# What is expected
Can you express every line of the items below as a JSON list of strings, one string per line, leaving out blank lines?

(Annotated coordinate records)

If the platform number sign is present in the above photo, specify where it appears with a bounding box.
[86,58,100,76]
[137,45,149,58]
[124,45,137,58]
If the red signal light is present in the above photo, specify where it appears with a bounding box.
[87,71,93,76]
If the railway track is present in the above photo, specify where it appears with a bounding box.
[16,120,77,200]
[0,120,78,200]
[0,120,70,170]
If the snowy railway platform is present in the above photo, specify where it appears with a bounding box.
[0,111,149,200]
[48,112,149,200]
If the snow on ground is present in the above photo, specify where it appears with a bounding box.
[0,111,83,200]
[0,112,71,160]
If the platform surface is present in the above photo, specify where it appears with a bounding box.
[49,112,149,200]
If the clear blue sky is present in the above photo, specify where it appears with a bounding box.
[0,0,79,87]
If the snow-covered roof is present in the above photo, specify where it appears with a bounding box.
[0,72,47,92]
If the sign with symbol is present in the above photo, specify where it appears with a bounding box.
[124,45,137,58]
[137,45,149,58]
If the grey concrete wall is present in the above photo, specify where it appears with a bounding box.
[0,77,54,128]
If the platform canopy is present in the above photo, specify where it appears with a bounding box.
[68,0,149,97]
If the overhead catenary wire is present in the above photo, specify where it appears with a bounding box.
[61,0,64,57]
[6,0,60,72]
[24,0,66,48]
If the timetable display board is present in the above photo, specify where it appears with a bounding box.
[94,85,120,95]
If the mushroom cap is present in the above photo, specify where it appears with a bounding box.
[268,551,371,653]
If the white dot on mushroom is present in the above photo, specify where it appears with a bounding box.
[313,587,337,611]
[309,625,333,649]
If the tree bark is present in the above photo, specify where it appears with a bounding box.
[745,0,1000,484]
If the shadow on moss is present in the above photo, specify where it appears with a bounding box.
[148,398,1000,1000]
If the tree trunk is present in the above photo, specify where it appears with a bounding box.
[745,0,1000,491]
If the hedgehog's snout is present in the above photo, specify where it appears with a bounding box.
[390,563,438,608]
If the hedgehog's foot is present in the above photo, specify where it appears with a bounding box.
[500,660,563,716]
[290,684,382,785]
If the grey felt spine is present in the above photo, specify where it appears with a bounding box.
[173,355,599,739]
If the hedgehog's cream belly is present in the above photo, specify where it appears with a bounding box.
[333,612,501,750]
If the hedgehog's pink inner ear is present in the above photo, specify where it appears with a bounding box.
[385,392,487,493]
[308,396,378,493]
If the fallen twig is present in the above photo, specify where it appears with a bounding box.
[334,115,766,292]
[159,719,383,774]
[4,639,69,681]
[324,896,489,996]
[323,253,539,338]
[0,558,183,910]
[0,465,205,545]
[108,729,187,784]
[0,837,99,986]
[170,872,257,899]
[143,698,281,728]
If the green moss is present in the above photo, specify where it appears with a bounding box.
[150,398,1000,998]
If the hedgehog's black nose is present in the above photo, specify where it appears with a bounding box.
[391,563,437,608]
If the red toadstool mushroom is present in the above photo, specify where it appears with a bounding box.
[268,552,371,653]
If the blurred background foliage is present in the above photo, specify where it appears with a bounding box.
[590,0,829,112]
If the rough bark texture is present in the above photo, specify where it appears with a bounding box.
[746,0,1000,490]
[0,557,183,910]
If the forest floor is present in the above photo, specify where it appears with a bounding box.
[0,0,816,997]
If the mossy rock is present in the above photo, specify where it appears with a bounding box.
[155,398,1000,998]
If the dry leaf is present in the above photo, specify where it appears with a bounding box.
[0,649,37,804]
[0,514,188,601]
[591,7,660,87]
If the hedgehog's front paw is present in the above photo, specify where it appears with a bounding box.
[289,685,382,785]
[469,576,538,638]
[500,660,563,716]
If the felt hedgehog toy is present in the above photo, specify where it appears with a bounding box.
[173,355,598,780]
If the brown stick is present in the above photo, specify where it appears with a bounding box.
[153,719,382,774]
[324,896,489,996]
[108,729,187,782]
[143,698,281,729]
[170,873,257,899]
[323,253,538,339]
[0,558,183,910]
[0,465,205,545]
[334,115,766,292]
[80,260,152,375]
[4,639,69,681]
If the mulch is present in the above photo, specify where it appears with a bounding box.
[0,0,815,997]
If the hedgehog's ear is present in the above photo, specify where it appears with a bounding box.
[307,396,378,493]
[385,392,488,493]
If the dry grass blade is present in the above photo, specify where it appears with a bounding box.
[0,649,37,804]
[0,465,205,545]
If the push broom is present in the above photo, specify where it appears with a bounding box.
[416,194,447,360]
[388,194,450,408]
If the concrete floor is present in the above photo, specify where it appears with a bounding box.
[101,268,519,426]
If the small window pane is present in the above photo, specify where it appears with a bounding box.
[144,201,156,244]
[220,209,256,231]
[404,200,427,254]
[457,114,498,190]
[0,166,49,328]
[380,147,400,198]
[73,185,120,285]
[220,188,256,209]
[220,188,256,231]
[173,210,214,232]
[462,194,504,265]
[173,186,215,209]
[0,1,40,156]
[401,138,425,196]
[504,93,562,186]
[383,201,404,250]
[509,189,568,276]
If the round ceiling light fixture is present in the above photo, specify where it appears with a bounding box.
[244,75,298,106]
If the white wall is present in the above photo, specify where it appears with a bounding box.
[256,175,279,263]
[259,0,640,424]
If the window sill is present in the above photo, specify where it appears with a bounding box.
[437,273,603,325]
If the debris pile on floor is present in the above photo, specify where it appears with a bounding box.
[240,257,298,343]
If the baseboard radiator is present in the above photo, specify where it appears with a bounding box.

# Answer to the problem
[
  "If the platform number sign is present in the above photo, specify where it appears with a bounding box.",
  "[86,58,100,76]",
  "[137,45,149,58]",
  "[124,45,137,58]",
  "If the red signal light is present in the above photo, specify where it appears with a bounding box.",
  "[87,71,93,76]",
  "If the railway track is present in the above photo, specify where it appears with a bounding box.",
  "[16,120,77,200]",
  "[0,120,78,200]",
  "[0,120,70,170]",
  "If the snowy railway platform is present in the above photo, specify where it appears with a bounding box.",
  "[0,111,149,200]",
  "[48,112,149,200]",
  "If the snow on ground is present in the above photo, specify where it appears with a bounding box.",
  "[0,111,83,200]",
  "[0,112,71,160]",
  "If the platform surface is present in the above photo, specify where it appears with a bounding box.",
  "[49,112,149,200]",
  "If the clear blue sky is present in the above photo, specify where it appears with a bounding box.",
  "[0,0,79,87]",
  "If the snow-covered roof is present in the above photo, specify where it appears with a bounding box.",
  "[0,72,47,92]",
  "If the sign with symbol is present in the above photo, specify where it appears with a bounding box.",
  "[124,45,137,58]",
  "[137,45,149,58]",
  "If the grey concrete wall is present in the above photo, specify where it appears with a bounding box.",
  "[0,77,54,128]",
  "If the platform canopy is present in the above photo, specify where it appears with a bounding box.",
  "[68,0,149,97]",
  "If the overhead catenary wire is present in the above photo, specify where it appears with a bounding box.",
  "[61,0,64,57]",
  "[6,0,60,72]",
  "[24,0,66,48]",
  "If the timetable display board is present in the above photo, specify where it appears with a bounding box.",
  "[94,85,120,95]",
  "If the mushroom cap is present in the above photo, specify where it appears with a bounding box.",
  "[268,551,371,653]",
  "If the white dot on mushroom is present in the above photo, specify where it appears with a bounding box.",
  "[313,587,337,611]",
  "[309,625,333,649]",
  "If the tree bark is present in the above photo, specify where it appears with a bounding box.",
  "[745,0,1000,484]",
  "If the shadow on moss is present in the above photo, specify where it appears with a bounding box.",
  "[148,398,1000,1000]",
  "If the tree trunk is present in the above photo, specify where it appears with a bounding box.",
  "[745,0,1000,491]",
  "If the hedgehog's snout is present in the above photo, specify where it appears with a bounding box.",
  "[390,563,438,608]",
  "If the hedgehog's foot is present in the above photo, specify where it appears with a bounding box.",
  "[500,660,563,716]",
  "[290,684,382,785]",
  "If the grey felt spine is present in the above photo, specify where it appears with a bounding box.",
  "[173,355,599,739]",
  "If the hedgehog's cream belly is present in the above photo, specify where it appears with a bounding box.",
  "[333,612,501,750]",
  "If the hedgehog's pink inner ear is present in the above photo, specify where it appears with a bounding box.",
  "[385,392,487,493]",
  "[308,396,378,493]",
  "If the fallen twig is present in the above photo, specify where it appears with a bounding box.",
  "[334,115,766,292]",
  "[159,719,383,774]",
  "[4,639,69,681]",
  "[324,896,489,996]",
  "[323,253,539,338]",
  "[0,558,183,910]",
  "[0,465,205,545]",
  "[108,729,187,784]",
  "[0,837,99,986]",
  "[170,872,257,899]",
  "[143,698,281,728]",
  "If the green moss is present in the above photo, specify where it appears with a bounding box.",
  "[150,398,1000,998]",
  "If the hedgehog's black nose is present in the above photo, specify where it appears with a bounding box.",
  "[391,563,437,608]",
  "If the red toadstool mushroom is present in the above photo, specify where it appears with a bounding box.",
  "[268,552,371,653]",
  "If the blurred background foliage is present in the above photo, specify where it appears with a bounding box.",
  "[590,0,829,112]",
  "If the rough bark texture is present in the above photo, specify where it appears with a bounding box.",
  "[746,0,1000,490]",
  "[0,557,183,910]",
  "If the forest floor is present in the above photo, specify where it appears with a bounding box.",
  "[0,0,816,997]",
  "If the mossy rock is present in the above photo, specify where it appears with a bounding box.",
  "[155,398,1000,998]",
  "If the dry leaf is present in the above photo, specify where it appears with a bounding box.",
  "[0,649,37,804]",
  "[0,514,188,601]",
  "[591,7,660,87]",
  "If the hedgehog's front paw is present in the above photo, specify where it appears with a bounding box.",
  "[289,685,382,785]",
  "[469,576,538,638]",
  "[500,660,563,716]",
  "If the felt hedgehog toy is present in the above photo, specify where it appears with a bounding box.",
  "[173,355,598,780]",
  "If the brown stick is present in the above photo, specify where it appears with a bounding box.",
  "[153,719,382,774]",
  "[324,896,489,996]",
  "[108,729,187,782]",
  "[143,698,281,729]",
  "[170,873,257,899]",
  "[323,253,538,339]",
  "[0,558,183,910]",
  "[0,465,205,545]",
  "[334,115,766,292]",
  "[80,260,152,375]",
  "[4,639,69,681]",
  "If the mulch is present in the above photo, specify where it appears with a bounding box.",
  "[0,0,815,997]",
  "If the hedgehog's ear is present in the above photo, specify where it appears with a bounding box.",
  "[307,396,378,493]",
  "[385,392,488,493]",
  "If the dry grass blade is present in the above photo, specify where it appears with a bounding box.",
  "[0,649,37,804]",
  "[0,465,205,545]",
  "If the push broom is present in the above photo, specify where it appears with a bounding box.",
  "[416,194,447,360]",
  "[388,194,450,408]",
  "If the concrete floor is present in the above photo, specify where it appears with a bounding box.",
  "[101,268,519,426]",
  "If the small window pane is present in the above photo, specify where it appears with a bounding box.",
  "[144,201,156,244]",
  "[220,209,256,231]",
  "[404,200,427,254]",
  "[457,114,498,190]",
  "[0,166,49,328]",
  "[380,147,400,198]",
  "[73,185,120,285]",
  "[220,188,256,209]",
  "[220,188,256,231]",
  "[173,210,214,232]",
  "[462,194,504,265]",
  "[173,186,215,209]",
  "[0,1,40,156]",
  "[401,138,425,196]",
  "[504,93,562,186]",
  "[383,201,404,250]",
  "[509,189,568,276]",
  "If the round ceiling light fixture is present in the above photo, specify where it appears with a bounding box.",
  "[244,75,298,106]",
  "If the white wall is present in the above photo, specify where it appears with a bounding box.",
  "[256,175,279,263]",
  "[259,0,640,424]",
  "If the window sill is present in the above photo, specify where it appears with a bounding box.",
  "[437,273,603,325]",
  "If the debris pile on floor is present in the above photo, specify where it appears with a bounding box.",
  "[240,257,298,343]",
  "If the baseboard radiator is present in the above photo, specify where it appears with a bounding box."
]